WORK ITEM »
Work out how many lines of the listing below mention the word "microphone", and give only that figure.

MATERIAL SHOWN »

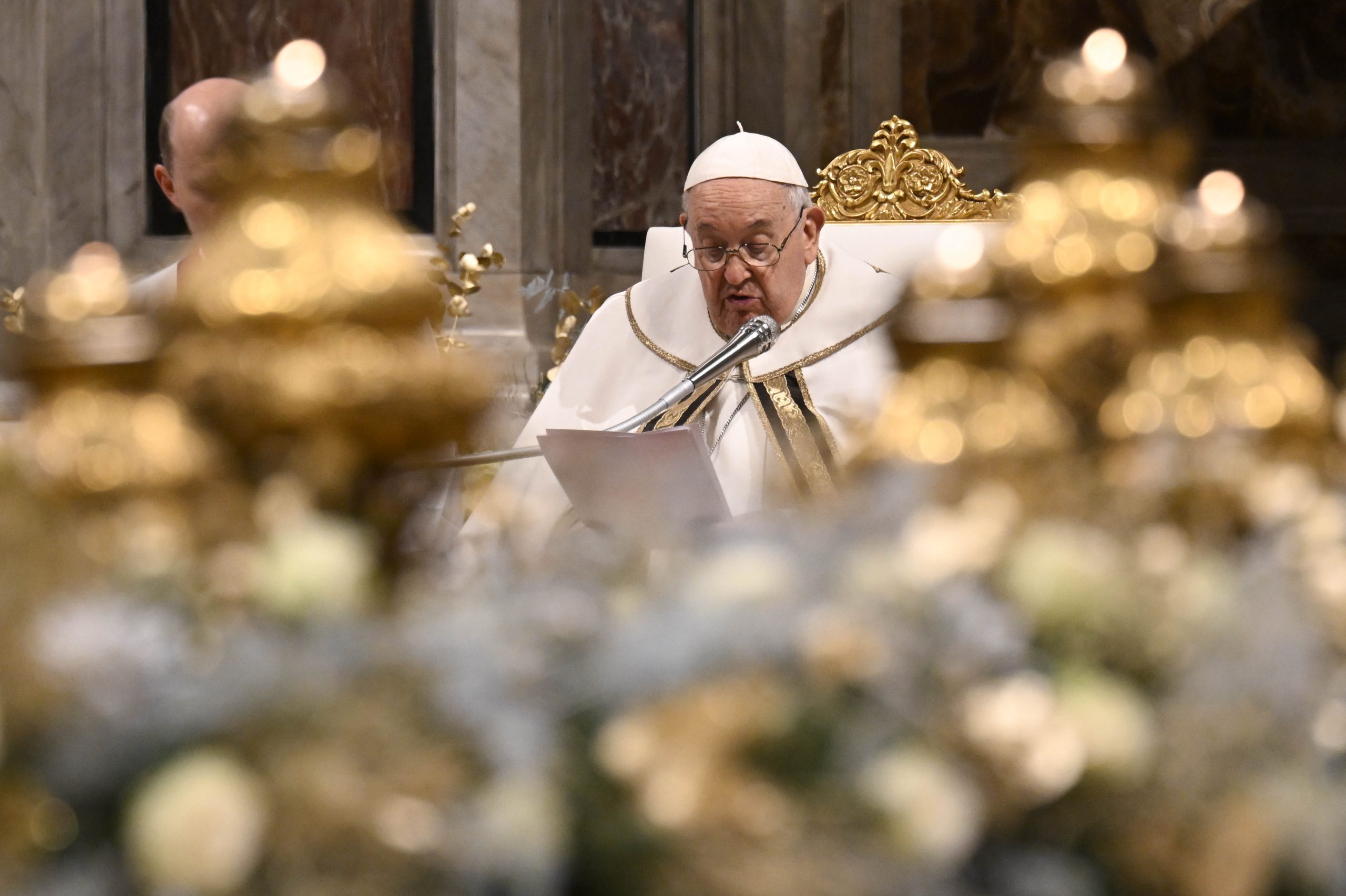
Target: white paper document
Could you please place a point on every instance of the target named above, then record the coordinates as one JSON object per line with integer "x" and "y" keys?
{"x": 652, "y": 486}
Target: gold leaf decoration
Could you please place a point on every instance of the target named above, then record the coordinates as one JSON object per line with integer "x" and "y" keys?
{"x": 898, "y": 181}
{"x": 11, "y": 304}
{"x": 460, "y": 275}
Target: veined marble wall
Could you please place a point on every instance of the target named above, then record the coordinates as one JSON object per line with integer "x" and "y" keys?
{"x": 643, "y": 99}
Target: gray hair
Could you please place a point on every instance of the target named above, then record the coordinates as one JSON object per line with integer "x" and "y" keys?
{"x": 796, "y": 197}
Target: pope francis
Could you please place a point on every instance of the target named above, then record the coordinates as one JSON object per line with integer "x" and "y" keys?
{"x": 781, "y": 424}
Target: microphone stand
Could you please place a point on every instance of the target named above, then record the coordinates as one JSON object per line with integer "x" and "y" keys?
{"x": 753, "y": 338}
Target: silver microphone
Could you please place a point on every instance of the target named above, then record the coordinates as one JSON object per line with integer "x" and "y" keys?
{"x": 753, "y": 339}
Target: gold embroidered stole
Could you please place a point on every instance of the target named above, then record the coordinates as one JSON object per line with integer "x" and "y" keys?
{"x": 799, "y": 432}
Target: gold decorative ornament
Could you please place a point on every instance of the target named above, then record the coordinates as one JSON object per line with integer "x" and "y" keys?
{"x": 573, "y": 308}
{"x": 960, "y": 397}
{"x": 897, "y": 179}
{"x": 301, "y": 332}
{"x": 460, "y": 276}
{"x": 97, "y": 426}
{"x": 11, "y": 307}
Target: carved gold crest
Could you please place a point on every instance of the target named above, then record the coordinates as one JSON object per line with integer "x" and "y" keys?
{"x": 898, "y": 181}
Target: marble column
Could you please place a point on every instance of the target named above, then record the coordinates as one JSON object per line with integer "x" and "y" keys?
{"x": 22, "y": 140}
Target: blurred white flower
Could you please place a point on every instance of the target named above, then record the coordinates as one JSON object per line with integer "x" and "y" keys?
{"x": 940, "y": 542}
{"x": 743, "y": 573}
{"x": 317, "y": 567}
{"x": 1116, "y": 724}
{"x": 523, "y": 824}
{"x": 1066, "y": 576}
{"x": 198, "y": 824}
{"x": 1018, "y": 724}
{"x": 1277, "y": 493}
{"x": 934, "y": 809}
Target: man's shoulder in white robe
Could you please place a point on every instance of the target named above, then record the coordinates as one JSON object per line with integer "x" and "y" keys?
{"x": 644, "y": 341}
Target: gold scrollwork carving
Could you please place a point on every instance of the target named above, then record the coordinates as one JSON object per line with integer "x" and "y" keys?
{"x": 898, "y": 181}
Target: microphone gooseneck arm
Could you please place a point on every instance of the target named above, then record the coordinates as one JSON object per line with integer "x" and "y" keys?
{"x": 754, "y": 338}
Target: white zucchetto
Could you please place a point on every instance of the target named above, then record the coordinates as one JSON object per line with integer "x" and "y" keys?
{"x": 746, "y": 155}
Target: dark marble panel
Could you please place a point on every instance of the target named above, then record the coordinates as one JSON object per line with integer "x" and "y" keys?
{"x": 833, "y": 88}
{"x": 641, "y": 104}
{"x": 1235, "y": 68}
{"x": 369, "y": 42}
{"x": 1274, "y": 70}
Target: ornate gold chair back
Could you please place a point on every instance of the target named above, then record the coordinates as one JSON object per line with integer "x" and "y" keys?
{"x": 895, "y": 179}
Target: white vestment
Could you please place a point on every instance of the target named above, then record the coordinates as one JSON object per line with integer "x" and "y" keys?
{"x": 808, "y": 400}
{"x": 155, "y": 291}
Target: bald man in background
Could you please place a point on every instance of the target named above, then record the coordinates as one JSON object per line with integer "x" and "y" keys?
{"x": 189, "y": 138}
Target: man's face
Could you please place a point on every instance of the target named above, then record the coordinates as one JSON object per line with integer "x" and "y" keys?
{"x": 731, "y": 212}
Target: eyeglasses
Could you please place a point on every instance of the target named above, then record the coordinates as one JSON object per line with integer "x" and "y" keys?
{"x": 760, "y": 255}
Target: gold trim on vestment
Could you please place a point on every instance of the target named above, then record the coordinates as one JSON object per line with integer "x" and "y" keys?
{"x": 640, "y": 334}
{"x": 801, "y": 438}
{"x": 797, "y": 447}
{"x": 823, "y": 353}
{"x": 823, "y": 421}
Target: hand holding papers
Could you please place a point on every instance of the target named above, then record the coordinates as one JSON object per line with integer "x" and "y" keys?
{"x": 650, "y": 486}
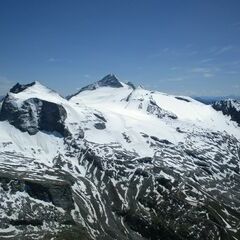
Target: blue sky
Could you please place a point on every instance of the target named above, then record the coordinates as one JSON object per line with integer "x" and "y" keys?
{"x": 188, "y": 47}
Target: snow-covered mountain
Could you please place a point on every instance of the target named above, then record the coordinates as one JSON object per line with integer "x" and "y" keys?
{"x": 230, "y": 108}
{"x": 115, "y": 161}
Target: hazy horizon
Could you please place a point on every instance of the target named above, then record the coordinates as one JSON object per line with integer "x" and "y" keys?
{"x": 190, "y": 48}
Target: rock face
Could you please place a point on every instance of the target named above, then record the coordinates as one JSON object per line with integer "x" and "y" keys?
{"x": 34, "y": 115}
{"x": 229, "y": 107}
{"x": 135, "y": 164}
{"x": 109, "y": 80}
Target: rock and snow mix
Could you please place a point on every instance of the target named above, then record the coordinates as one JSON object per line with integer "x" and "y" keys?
{"x": 115, "y": 161}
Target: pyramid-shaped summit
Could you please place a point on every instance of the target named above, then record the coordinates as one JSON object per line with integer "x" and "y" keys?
{"x": 109, "y": 81}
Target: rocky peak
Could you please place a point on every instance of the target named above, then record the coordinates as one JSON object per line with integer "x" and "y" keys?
{"x": 109, "y": 81}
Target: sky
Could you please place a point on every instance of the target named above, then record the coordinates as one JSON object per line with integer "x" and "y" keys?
{"x": 185, "y": 47}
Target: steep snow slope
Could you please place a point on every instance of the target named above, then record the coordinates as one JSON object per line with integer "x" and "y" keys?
{"x": 123, "y": 163}
{"x": 136, "y": 111}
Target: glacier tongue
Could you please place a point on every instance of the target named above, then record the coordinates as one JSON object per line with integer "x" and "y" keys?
{"x": 116, "y": 162}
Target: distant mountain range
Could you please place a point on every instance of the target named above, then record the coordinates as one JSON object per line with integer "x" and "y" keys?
{"x": 117, "y": 162}
{"x": 212, "y": 99}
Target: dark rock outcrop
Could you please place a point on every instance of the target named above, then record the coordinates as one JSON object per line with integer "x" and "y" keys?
{"x": 20, "y": 87}
{"x": 230, "y": 108}
{"x": 34, "y": 115}
{"x": 108, "y": 81}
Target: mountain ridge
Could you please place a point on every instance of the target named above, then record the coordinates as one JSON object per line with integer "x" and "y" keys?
{"x": 134, "y": 164}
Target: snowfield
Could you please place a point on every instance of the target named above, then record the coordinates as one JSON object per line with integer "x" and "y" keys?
{"x": 119, "y": 162}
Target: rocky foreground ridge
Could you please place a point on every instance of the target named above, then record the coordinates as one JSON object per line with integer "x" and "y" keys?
{"x": 115, "y": 161}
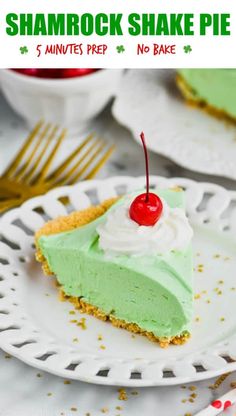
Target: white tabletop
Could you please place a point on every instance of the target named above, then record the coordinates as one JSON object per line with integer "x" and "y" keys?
{"x": 25, "y": 391}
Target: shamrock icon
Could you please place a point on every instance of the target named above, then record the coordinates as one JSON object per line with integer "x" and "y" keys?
{"x": 120, "y": 49}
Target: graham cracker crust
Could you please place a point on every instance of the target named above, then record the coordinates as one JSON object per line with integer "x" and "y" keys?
{"x": 194, "y": 101}
{"x": 70, "y": 222}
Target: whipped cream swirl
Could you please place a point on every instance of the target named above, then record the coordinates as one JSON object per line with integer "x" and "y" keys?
{"x": 119, "y": 234}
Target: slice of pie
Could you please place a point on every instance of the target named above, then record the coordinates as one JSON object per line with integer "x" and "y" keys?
{"x": 137, "y": 277}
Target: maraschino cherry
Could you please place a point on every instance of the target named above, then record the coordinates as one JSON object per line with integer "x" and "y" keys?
{"x": 146, "y": 208}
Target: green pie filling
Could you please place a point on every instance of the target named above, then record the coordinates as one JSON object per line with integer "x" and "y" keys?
{"x": 216, "y": 87}
{"x": 153, "y": 292}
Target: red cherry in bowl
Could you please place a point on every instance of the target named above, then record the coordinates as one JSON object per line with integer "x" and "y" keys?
{"x": 146, "y": 212}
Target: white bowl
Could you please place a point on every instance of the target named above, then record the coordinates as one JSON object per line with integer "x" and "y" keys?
{"x": 69, "y": 102}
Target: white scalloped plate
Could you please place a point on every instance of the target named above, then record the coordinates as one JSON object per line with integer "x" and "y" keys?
{"x": 149, "y": 100}
{"x": 35, "y": 327}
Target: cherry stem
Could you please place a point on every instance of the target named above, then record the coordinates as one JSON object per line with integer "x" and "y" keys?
{"x": 146, "y": 165}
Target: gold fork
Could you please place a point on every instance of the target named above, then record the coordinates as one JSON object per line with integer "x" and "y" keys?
{"x": 28, "y": 174}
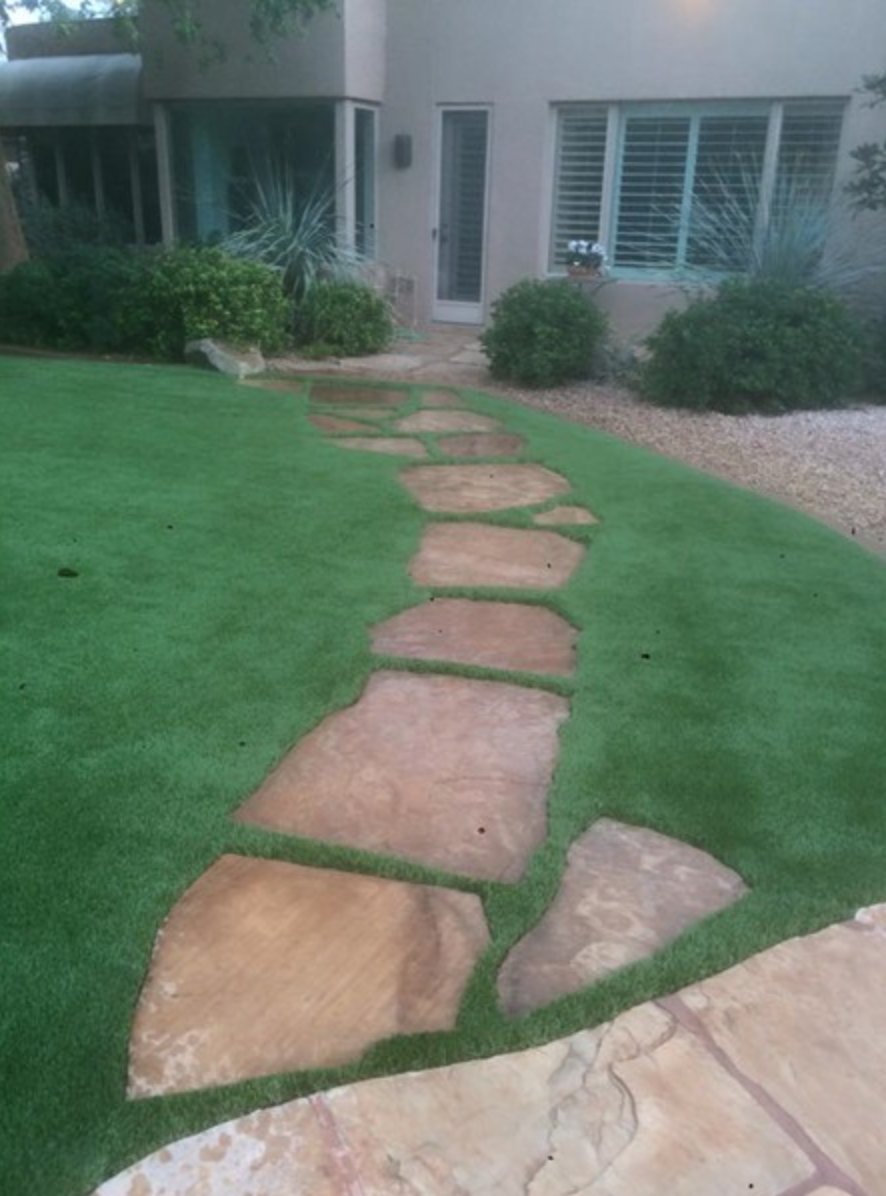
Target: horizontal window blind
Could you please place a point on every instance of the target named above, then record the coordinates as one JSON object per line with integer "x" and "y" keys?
{"x": 726, "y": 190}
{"x": 578, "y": 191}
{"x": 652, "y": 188}
{"x": 807, "y": 151}
{"x": 690, "y": 189}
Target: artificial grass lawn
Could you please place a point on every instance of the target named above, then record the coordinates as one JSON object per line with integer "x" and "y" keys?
{"x": 729, "y": 691}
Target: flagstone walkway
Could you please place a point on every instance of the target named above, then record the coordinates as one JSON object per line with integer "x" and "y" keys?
{"x": 744, "y": 1082}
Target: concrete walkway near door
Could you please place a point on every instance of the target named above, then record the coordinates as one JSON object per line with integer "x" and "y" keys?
{"x": 829, "y": 464}
{"x": 769, "y": 1078}
{"x": 444, "y": 353}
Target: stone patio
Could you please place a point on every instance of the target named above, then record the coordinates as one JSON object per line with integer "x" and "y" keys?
{"x": 744, "y": 1084}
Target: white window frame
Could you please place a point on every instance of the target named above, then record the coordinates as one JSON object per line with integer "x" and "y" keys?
{"x": 619, "y": 115}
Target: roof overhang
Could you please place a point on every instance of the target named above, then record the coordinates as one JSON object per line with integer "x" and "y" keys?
{"x": 89, "y": 89}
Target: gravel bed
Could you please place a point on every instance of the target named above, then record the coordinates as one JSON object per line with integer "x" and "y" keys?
{"x": 830, "y": 464}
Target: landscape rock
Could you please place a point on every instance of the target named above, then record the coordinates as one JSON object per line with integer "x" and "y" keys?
{"x": 215, "y": 355}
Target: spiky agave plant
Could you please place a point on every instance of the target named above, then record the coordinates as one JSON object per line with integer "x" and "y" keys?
{"x": 801, "y": 236}
{"x": 294, "y": 233}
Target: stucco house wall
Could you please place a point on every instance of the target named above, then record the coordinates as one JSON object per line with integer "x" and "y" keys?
{"x": 521, "y": 58}
{"x": 521, "y": 61}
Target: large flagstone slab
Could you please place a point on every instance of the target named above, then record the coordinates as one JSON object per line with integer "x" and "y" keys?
{"x": 443, "y": 770}
{"x": 634, "y": 1108}
{"x": 625, "y": 892}
{"x": 465, "y": 554}
{"x": 807, "y": 1021}
{"x": 392, "y": 446}
{"x": 446, "y": 421}
{"x": 499, "y": 635}
{"x": 352, "y": 396}
{"x": 463, "y": 489}
{"x": 482, "y": 444}
{"x": 266, "y": 966}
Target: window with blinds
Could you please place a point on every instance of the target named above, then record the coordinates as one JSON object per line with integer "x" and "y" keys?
{"x": 692, "y": 183}
{"x": 580, "y": 164}
{"x": 807, "y": 152}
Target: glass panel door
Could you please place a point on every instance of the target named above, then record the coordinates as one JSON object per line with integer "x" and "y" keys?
{"x": 460, "y": 229}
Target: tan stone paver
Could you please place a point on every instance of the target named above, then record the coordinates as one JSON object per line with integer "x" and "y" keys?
{"x": 362, "y": 414}
{"x": 336, "y": 423}
{"x": 564, "y": 516}
{"x": 352, "y": 396}
{"x": 392, "y": 446}
{"x": 634, "y": 1108}
{"x": 443, "y": 770}
{"x": 267, "y": 966}
{"x": 465, "y": 554}
{"x": 499, "y": 635}
{"x": 625, "y": 892}
{"x": 440, "y": 398}
{"x": 464, "y": 489}
{"x": 447, "y": 421}
{"x": 800, "y": 1020}
{"x": 482, "y": 444}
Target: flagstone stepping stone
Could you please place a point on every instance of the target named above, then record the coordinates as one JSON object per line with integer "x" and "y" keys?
{"x": 362, "y": 415}
{"x": 266, "y": 966}
{"x": 625, "y": 892}
{"x": 441, "y": 770}
{"x": 396, "y": 446}
{"x": 494, "y": 634}
{"x": 440, "y": 398}
{"x": 335, "y": 423}
{"x": 275, "y": 384}
{"x": 564, "y": 516}
{"x": 353, "y": 396}
{"x": 446, "y": 421}
{"x": 465, "y": 554}
{"x": 460, "y": 489}
{"x": 482, "y": 444}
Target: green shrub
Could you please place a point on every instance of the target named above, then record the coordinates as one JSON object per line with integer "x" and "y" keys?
{"x": 194, "y": 293}
{"x": 347, "y": 317}
{"x": 72, "y": 300}
{"x": 121, "y": 300}
{"x": 757, "y": 345}
{"x": 543, "y": 334}
{"x": 26, "y": 310}
{"x": 52, "y": 230}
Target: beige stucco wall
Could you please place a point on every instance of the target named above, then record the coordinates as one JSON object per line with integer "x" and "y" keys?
{"x": 340, "y": 54}
{"x": 520, "y": 56}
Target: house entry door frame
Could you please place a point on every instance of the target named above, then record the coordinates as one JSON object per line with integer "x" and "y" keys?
{"x": 462, "y": 214}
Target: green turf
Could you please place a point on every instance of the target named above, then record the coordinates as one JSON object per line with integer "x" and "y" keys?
{"x": 729, "y": 691}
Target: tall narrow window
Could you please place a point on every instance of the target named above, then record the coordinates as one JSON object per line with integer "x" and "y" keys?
{"x": 655, "y": 172}
{"x": 578, "y": 193}
{"x": 696, "y": 185}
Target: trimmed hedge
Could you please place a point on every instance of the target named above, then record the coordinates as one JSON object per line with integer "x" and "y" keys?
{"x": 346, "y": 318}
{"x": 543, "y": 334}
{"x": 757, "y": 345}
{"x": 142, "y": 303}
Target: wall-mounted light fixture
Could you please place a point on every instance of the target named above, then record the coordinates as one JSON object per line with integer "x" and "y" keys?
{"x": 402, "y": 151}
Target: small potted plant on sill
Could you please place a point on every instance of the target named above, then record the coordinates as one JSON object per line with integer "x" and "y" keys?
{"x": 586, "y": 260}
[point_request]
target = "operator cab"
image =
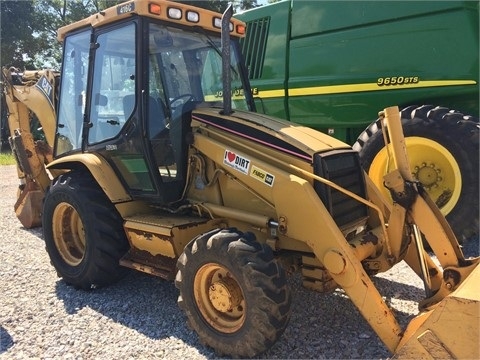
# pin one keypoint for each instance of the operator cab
(127, 93)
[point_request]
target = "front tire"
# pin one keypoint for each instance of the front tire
(443, 152)
(233, 292)
(83, 232)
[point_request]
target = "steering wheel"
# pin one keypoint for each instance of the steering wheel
(180, 100)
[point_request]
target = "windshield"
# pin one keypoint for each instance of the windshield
(187, 66)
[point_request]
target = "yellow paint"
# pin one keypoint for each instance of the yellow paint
(348, 88)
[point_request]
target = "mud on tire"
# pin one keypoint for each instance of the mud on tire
(83, 232)
(442, 129)
(254, 316)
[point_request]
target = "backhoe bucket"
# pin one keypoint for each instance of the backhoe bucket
(29, 206)
(450, 330)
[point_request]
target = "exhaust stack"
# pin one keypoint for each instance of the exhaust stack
(227, 77)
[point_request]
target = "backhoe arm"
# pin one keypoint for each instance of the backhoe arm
(27, 93)
(448, 325)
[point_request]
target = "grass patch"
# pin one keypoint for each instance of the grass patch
(7, 158)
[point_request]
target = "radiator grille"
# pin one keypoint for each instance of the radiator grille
(343, 168)
(253, 46)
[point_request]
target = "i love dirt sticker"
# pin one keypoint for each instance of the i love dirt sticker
(236, 161)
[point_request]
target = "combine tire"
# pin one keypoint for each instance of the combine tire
(83, 232)
(233, 292)
(442, 148)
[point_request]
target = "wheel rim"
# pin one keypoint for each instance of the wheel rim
(219, 298)
(68, 234)
(431, 164)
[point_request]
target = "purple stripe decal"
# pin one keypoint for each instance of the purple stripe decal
(253, 139)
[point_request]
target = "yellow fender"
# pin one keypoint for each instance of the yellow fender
(100, 169)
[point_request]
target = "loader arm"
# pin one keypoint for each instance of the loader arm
(27, 93)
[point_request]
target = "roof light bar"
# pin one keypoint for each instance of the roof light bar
(174, 13)
(154, 9)
(193, 16)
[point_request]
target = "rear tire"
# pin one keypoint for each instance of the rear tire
(444, 156)
(233, 292)
(83, 232)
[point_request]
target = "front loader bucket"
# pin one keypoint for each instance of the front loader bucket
(29, 206)
(450, 330)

THE COMPLETED TASK »
3